**** Material for the task
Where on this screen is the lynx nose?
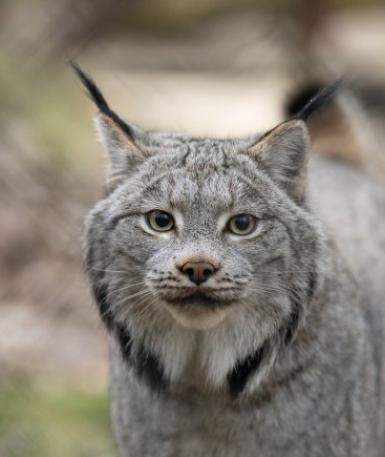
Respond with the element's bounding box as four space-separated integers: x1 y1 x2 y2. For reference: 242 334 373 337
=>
180 261 218 286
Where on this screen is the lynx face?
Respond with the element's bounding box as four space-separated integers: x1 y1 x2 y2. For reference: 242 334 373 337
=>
77 64 322 394
91 142 295 329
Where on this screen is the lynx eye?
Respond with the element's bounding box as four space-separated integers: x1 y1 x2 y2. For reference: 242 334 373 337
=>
227 214 257 236
147 210 174 232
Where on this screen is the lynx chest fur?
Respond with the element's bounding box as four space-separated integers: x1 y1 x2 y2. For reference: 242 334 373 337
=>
77 65 385 457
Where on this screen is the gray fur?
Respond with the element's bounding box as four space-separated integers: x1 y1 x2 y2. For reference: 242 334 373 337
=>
86 105 385 457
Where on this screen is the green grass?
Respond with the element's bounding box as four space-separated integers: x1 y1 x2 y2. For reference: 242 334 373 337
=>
0 383 116 457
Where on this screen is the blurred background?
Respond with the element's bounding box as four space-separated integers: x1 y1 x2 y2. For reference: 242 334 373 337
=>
0 0 385 457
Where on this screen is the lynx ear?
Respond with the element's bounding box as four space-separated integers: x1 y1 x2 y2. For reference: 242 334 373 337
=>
70 62 148 190
95 113 148 190
247 119 310 203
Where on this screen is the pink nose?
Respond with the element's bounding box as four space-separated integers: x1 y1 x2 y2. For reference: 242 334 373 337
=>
179 261 218 286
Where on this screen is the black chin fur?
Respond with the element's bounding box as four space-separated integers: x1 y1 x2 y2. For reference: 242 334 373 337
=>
115 324 168 393
227 341 269 398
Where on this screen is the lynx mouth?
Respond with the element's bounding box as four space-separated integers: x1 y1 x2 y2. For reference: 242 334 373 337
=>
160 291 232 330
166 290 232 310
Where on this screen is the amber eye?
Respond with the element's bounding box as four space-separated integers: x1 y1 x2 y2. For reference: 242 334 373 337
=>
147 209 174 232
227 214 257 236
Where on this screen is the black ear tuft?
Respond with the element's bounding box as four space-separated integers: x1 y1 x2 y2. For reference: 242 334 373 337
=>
69 61 133 137
286 79 342 121
70 61 111 115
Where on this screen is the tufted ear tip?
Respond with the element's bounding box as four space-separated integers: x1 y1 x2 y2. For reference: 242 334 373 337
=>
247 119 310 203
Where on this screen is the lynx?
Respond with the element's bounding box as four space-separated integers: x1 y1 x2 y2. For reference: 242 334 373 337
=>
75 66 385 457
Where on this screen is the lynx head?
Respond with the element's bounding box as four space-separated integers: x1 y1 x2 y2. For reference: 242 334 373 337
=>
77 64 330 394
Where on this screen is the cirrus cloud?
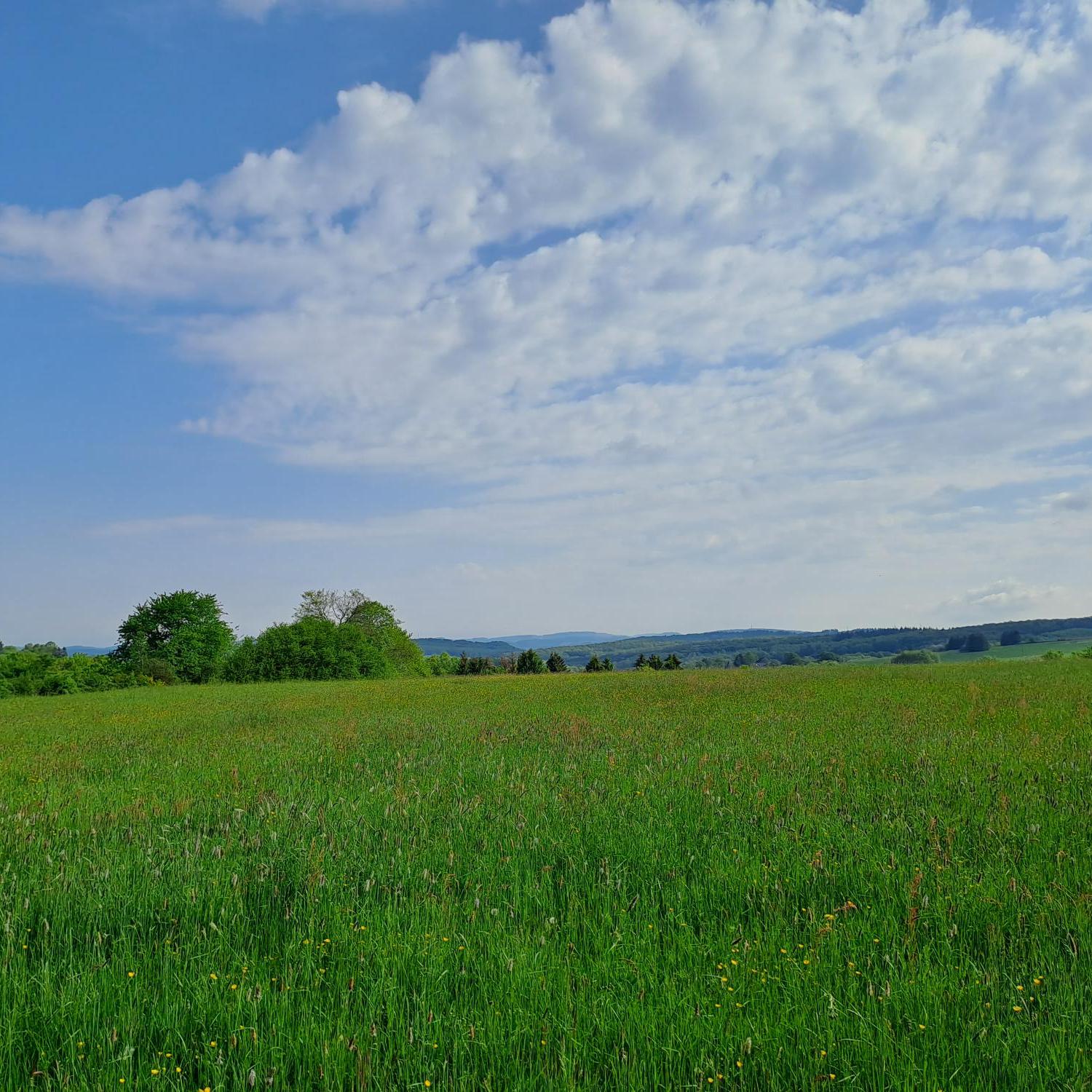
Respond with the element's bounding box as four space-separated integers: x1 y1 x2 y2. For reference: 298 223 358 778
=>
0 0 1092 629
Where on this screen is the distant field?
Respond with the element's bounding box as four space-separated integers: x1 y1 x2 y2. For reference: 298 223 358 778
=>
938 638 1092 663
0 657 1092 1092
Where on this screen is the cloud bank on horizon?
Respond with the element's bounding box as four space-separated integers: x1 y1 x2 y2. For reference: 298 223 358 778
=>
0 0 1092 625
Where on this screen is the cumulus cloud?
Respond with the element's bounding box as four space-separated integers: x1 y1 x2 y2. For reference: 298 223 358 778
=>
0 0 1092 629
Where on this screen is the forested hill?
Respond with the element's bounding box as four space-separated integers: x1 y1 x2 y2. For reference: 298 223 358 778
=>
537 617 1092 670
414 637 520 660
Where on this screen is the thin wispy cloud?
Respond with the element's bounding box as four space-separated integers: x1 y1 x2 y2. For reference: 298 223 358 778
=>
0 0 1092 633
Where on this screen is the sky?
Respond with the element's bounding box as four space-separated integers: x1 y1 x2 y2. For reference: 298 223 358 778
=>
0 0 1092 644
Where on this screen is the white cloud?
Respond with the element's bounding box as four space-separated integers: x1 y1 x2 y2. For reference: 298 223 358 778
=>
0 0 1092 629
941 578 1070 622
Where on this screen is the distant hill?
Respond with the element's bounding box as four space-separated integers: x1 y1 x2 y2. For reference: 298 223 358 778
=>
546 617 1092 670
414 637 521 660
473 630 629 649
65 644 114 657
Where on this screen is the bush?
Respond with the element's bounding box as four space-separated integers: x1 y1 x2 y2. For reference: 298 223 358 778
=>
224 617 397 683
891 649 941 664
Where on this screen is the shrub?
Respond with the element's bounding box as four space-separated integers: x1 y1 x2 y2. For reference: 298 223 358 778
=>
515 649 546 675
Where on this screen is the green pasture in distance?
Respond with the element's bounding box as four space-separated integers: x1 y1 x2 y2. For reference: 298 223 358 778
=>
937 638 1092 664
0 660 1092 1092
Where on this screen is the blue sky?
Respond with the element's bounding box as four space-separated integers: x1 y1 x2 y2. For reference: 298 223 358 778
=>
0 0 1092 644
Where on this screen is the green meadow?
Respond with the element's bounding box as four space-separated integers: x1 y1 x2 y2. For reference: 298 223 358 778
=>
0 660 1092 1092
937 638 1090 664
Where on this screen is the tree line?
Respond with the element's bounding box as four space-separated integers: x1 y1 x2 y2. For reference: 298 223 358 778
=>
0 589 651 698
0 589 432 697
427 649 615 675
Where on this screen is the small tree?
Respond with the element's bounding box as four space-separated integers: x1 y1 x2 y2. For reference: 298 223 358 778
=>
515 649 546 675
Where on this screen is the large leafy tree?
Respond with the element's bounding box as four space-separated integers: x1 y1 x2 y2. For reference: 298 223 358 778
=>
292 587 373 626
114 591 235 683
294 587 430 675
224 617 395 683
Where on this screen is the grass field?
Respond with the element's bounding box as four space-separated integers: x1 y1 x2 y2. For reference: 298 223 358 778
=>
0 661 1092 1092
938 638 1092 664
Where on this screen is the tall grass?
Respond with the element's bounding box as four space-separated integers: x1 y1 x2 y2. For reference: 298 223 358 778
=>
0 662 1092 1092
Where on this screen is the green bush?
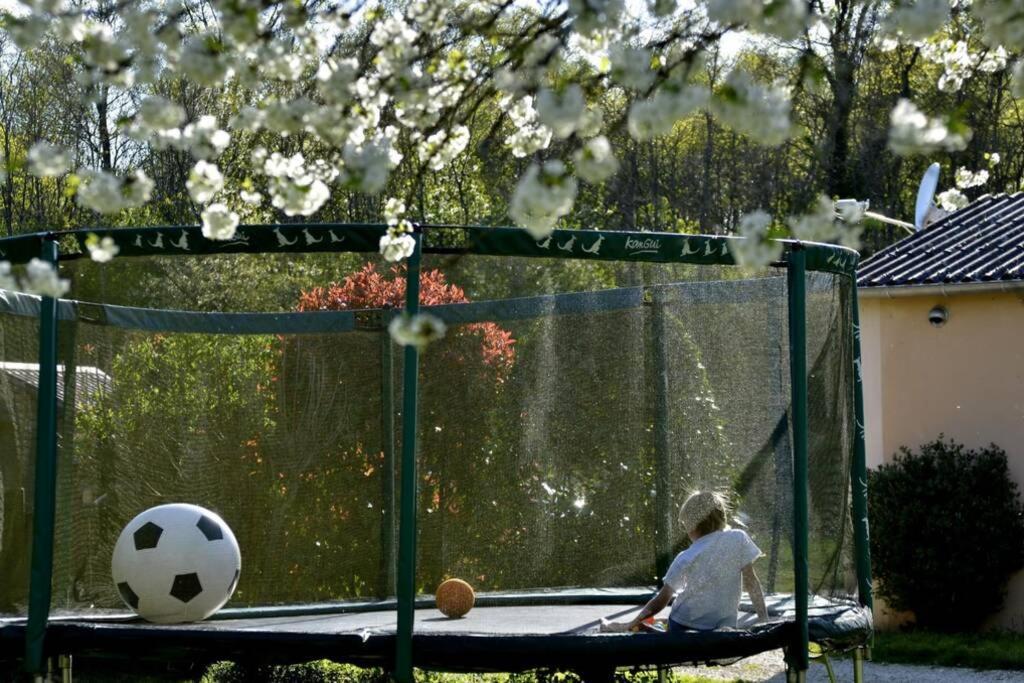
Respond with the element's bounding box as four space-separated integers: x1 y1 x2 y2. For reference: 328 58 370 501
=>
868 434 1024 632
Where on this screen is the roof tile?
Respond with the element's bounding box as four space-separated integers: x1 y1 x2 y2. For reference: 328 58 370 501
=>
857 193 1024 287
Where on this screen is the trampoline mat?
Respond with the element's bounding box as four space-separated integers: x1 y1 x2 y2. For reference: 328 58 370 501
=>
0 593 871 672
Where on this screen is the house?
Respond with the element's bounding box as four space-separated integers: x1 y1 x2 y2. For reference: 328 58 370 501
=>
857 194 1024 631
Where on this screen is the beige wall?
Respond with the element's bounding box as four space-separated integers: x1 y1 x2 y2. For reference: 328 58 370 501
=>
********
From the records above, filter out every line containing the string "bush" and copy each one.

- _Solution_
Where on this screen is the bush?
Where on this screen is the green bush?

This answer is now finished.